**REQUIREMENTS**
How many lines in the listing below contain the string "outline", with uppercase and lowercase treated as different? Give only the number.

##### THE RECORDS

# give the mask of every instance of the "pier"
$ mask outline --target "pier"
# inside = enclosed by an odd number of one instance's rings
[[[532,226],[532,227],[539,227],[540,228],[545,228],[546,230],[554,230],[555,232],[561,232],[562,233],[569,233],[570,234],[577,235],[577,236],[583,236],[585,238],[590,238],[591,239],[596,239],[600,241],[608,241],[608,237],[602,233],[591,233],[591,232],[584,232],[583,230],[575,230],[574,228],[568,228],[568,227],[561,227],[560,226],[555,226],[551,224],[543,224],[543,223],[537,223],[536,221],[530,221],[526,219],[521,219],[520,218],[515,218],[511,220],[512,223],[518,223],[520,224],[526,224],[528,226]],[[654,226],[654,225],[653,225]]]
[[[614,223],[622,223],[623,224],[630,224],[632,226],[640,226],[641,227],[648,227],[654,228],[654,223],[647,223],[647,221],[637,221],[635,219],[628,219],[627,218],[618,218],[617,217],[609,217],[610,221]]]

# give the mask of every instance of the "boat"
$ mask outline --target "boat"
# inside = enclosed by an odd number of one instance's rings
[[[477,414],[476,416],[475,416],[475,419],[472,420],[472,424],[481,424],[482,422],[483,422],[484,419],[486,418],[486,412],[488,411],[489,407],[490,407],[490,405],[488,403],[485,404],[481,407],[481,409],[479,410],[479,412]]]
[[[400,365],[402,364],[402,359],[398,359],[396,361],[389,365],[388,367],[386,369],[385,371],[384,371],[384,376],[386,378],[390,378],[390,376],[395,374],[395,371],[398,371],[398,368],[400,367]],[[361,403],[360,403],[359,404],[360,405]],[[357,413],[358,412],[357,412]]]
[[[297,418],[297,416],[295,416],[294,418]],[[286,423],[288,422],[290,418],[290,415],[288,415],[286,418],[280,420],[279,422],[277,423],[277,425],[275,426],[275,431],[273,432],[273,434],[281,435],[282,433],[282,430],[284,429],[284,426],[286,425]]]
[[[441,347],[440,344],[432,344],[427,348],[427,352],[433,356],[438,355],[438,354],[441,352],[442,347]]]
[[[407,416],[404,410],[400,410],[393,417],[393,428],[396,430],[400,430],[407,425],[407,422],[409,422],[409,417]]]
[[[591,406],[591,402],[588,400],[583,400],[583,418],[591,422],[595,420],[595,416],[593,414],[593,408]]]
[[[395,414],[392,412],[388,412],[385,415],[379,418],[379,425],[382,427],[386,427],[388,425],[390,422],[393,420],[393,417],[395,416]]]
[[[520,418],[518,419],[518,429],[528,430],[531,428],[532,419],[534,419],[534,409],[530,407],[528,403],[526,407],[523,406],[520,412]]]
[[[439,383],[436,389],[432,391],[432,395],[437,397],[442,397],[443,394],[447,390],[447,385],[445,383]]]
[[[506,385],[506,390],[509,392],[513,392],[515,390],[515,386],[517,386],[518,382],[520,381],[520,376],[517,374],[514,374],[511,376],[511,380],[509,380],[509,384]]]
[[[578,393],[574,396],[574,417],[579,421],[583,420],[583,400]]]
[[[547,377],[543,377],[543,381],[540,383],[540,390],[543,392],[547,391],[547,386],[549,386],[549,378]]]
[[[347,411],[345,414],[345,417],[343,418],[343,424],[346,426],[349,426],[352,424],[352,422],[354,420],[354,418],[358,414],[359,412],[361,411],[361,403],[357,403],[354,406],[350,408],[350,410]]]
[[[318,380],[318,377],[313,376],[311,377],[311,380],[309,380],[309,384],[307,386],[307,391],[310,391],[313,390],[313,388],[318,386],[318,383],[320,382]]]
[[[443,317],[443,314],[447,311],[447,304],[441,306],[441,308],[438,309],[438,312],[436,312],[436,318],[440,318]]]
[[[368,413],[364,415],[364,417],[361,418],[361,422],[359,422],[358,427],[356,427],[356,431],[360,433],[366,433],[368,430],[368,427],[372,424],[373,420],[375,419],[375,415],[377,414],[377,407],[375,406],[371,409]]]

##########

**RESULT OF THE EXERCISE**
2